Consigne:
Imprimez mot pour mot le passage de l'entretien sur la bande dessinée et la sociologie compris entre « Lisa Mandel – J’ai » et « une histoire incroyable. », ces deux extrémités incluses.

Lisa Mandel – Il y a deux ans, j’ai été invitée à un colloque sur la sociologie et la BD. En discutant avec les sociologues, je me suis aperçue que leurs sujets de recherche étaient super intéressants, qu’on avait là un trésor. Avec la sociologue Yasmine Bouagga, on a donc décidé de monter cette collection de « mariages arrangés » entre un sociologue et un auteur de BD. L’idée n’est pas de vulgariser un travail de recherche, ni de simplifier un propos scientifique pour le rendre accessible au grand public mais bien de créer une fiction à partir d’une enquête de terrain.
Avant de te lancer dans cette aventure, étais-tu une fervente lectrice de sciences sociales ?
Lisa Mandel – Pas du tout. J’ai un parcours technologique, je n’ai jamais fait de sciences humaines dans ma scolarité. Néanmoins, j’adorais la BD documentaire ou réaliste comme celle d’Emmanuel Guibert ou les films de Depardon.
Et toi Mathieu, tu es un lecteur de BD ?
Mathieu Trachman – Plus jeune, j’en ai lu beaucoup. Aujourd’hui, je lis des BD plus intellos comme Fun Home d’Alison Bechdel ou Black Hole de Burns, mais aussi des choses qui traitent de genre et de sexualité, comme le travail de Riad Sattouf. J’aime bien quand les dessins expriment immédiatement choses difficiles à expliquer par ailleurs.
C’est ce qui t’as décidé à participer à ce projet de BD ?
Mathieu Trachman – Au départ, je me suis dis que c’était un peu casse-gueule. Avec la pornographie on tombe facilement dans une forme de misérabilisme ou de sensationnalisme. Puis, j’ai lu HP la BD de Lisa sur la psychiatrie, et j’ai trouvé qu’avec une certaine économie de moyens au niveau des matériaux elle réussissait à faire passer tout un ensemble de problématiques sur la contrainte, la place de la folie, les traitements, les enjeux professionnels, qui sont au centre de l’approche sociologique de la psychiatrie. Du coup, ça m’a semblé une bonne idée.
Comment fait-on pour créer une fiction à partir d’un travail de thèse ?
Lisa Mandel – J’ai choisi de créer un personnage qui débute dans le porno et de le suivre dans sa découverte du milieu, à travers ses rencontres, ses expériences. J’ai puisé dans les témoignages recueillis par Mathieu, parfois j’ai même repris des passages entiers, et j’ai regroupé plusieurs caractéristiques dans un seul personnage. Les parcours professionnels des gens du porno sont suffisamment intéressants en soi, il n’y avait pas besoin de raconter une histoire incroyable.
Et, toi Mathieu, as-tu participé à l’écriture du scénario ?
Mathieu Trachman – Non, et c’était mieux ainsi parce qu’en tant que sociologue on a parfois du mal à se déprendre de notre intérêt pour des trucs abstraits, théoriques et un peu chiants. Ce qui me semblait important ne l’était pas nécessairement pour Lisa. Ce qui m’importait c’était d’avoir un récit qui retrace les trajectoires des acteurs et des actrices porno, qui montre à la fois les expériences difficiles mais aussi les petits plaisirs de la pornographie.

Entrées du jeu de données:
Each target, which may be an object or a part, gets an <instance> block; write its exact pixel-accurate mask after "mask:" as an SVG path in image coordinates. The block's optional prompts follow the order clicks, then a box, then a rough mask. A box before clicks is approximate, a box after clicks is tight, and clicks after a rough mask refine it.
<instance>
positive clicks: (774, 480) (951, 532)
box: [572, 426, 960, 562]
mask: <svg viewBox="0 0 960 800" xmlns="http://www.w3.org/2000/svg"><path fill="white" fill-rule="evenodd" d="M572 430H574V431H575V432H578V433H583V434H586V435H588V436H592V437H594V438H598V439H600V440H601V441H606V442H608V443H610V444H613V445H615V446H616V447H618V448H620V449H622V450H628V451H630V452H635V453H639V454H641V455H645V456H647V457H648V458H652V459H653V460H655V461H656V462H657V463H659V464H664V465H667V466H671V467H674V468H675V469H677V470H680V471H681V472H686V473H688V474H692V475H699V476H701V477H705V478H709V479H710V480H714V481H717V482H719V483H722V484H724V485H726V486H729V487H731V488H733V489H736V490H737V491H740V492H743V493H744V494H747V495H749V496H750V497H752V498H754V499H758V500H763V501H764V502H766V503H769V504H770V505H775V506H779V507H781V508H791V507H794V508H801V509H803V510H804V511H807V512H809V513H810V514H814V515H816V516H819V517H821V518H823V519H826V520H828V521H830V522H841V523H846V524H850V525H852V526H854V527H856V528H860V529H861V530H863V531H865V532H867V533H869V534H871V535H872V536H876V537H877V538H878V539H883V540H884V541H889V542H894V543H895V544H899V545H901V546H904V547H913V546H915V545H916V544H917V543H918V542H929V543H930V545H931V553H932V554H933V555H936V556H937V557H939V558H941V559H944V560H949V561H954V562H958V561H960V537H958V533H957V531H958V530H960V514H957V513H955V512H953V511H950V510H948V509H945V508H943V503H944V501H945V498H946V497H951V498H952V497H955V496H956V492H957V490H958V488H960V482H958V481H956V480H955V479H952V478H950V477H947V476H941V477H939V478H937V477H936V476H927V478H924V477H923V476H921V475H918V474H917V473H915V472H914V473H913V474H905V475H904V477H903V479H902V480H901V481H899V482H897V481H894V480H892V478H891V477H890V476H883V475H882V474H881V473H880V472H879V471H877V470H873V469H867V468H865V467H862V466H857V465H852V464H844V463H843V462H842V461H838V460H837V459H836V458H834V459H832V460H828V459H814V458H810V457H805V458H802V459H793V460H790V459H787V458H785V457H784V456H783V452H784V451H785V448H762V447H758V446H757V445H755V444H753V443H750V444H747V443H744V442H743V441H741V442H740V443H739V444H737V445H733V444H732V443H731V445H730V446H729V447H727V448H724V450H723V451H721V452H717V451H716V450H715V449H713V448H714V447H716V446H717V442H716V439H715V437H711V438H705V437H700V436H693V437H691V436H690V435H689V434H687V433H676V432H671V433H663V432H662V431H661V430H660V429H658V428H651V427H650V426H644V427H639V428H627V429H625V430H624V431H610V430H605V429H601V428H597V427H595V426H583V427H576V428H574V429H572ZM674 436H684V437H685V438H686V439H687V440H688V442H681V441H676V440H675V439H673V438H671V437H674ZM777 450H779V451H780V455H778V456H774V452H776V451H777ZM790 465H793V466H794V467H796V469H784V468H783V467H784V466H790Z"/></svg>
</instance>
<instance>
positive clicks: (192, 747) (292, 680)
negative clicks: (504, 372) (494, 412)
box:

Zone de réponse:
Lisa Mandel – J’ai choisi de créer un personnage qui débute dans le porno et de le suivre dans sa découverte du milieu, à travers ses rencontres, ses expériences. J’ai puisé dans les témoignages recueillis par Mathieu, parfois j’ai même repris des passages entiers, et j’ai regroupé plusieurs caractéristiques dans un seul personnage. Les parcours professionnels des gens du porno sont suffisamment intéressants en soi, il n’y avait pas besoin de raconter une histoire incroyable.